● **Haber Metni**:
ÖZEL HABER - Sertaç KAYAR / Güneş OCAĞA
Diyarbakır’ın Bağlar İlçesi’ne bağlı Tavşantepe Köyü’nde 21 Ağustos‘ta kaybolduktan 19 gün sonra cansız bedeni bulunan 8 yaşındaki Narin Güran cinayetinin duruşması dün kaldığı yerden devam etti. Diyarbakır 8'inci Ağır Ceza Mahkemesi'nde görülen duruşmada tutuklu sanıklar hazır bulundu. Tutuklu sanıklar anne Yüksel, ağabey Enes ve amcası Salim Güran ile Nevzat Bahtiyar “İştirak halinde çocuğa karşı kasten öldürme” suçundan ağırlaştırılmış müebbet hapis cezası istemiyle yargılanıyor. Tutuklu 12 şüpheliden 4'ü hakkında hazırlanan iddianamede, HTS ve baz istasyonu kayıtlarına göre olay anında amca Salim Güran, anne Yüksel Güran, ağabey Enes Güran ile cenazeyi dereye taşıdığını itiraf eden Nevzat Bahtiyar’ın aynı evde olduğunun tespit edildiği belirtiliyor.

● **Mevcut Veriler**:
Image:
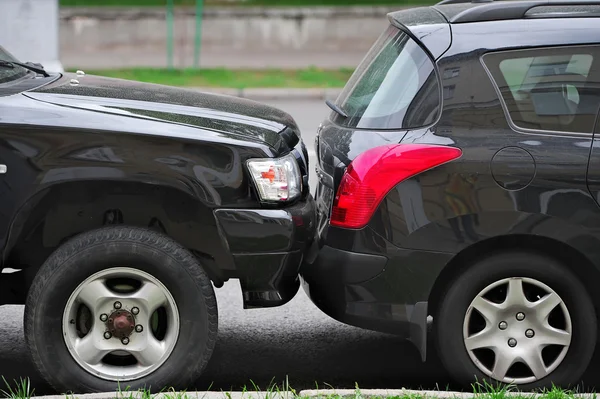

● **Yapılacak Görevler**:
A - Haber metnine göre aşağıdaki soruları yanıtlayınız:
(i) Narin Güran kaç yaşındadır?
(ii) Duruşma hangi mahkemede görülmektedir?
(iii) Cenazeyi dereye taşıdığını itiraf eden kişi kimdir?
B - Narin Güran davasına ilişkin haber metnini son cümlesinden itibaren sürdürünüz.

● **Alıştırma Yanıtları**:
A -
(i) 8 yaşındadır.
(ii) Diyarbakır 8'inci Ağır Ceza Mahkemesi'nde görülmektedir.
(iii) Nevzat Bahtiyar'dır.

B -
RAHAT TAVIRLAR
Duruşmanın ikinci gününde tutuklu sanıklar geniş güvenlik önlemleri altında adliyeye getirildi. Duruşmada salonuna ilk önce tutuklu sanıklardan anne Yüksel Güran, ardından Nevzat Bahtiyar ve Enes Güran getirildi. Enes’in salona girerken rahat tavırları dikkat çekti. Salona en son tutuklu sanık amca Salim Güran getirildi. Baba Arif Güran ile ağabey Baran Güran da tanık olarak duruşma salonunda yerini aldı.
AĞABEY BARAN’A ‘GİZLİ TOPLANTI’ SORUSU
Kimlik tespitinin ardından başlayan duruşmada ağabey Baran Güran’ın ifadesine başvuruldu. Baran Güran, “Ben de bilmiyorum olaylar nasıl buraya geldi. Olay günü Diyarbakır’daydım. Akşam 19.00 civarıydı. Öğrendikten sonra köye gittim” dedi. “Aile bireyleri arasında gizli toplantı yapıldı mı?” sorusuna Baran, “Gizli bir toplantı olsa herkesin olduğu bir yerde mi yapılırdı, köyde mi yapılırdı? Gizli bir toplantı olmadı” şeklinde yanıt verdi.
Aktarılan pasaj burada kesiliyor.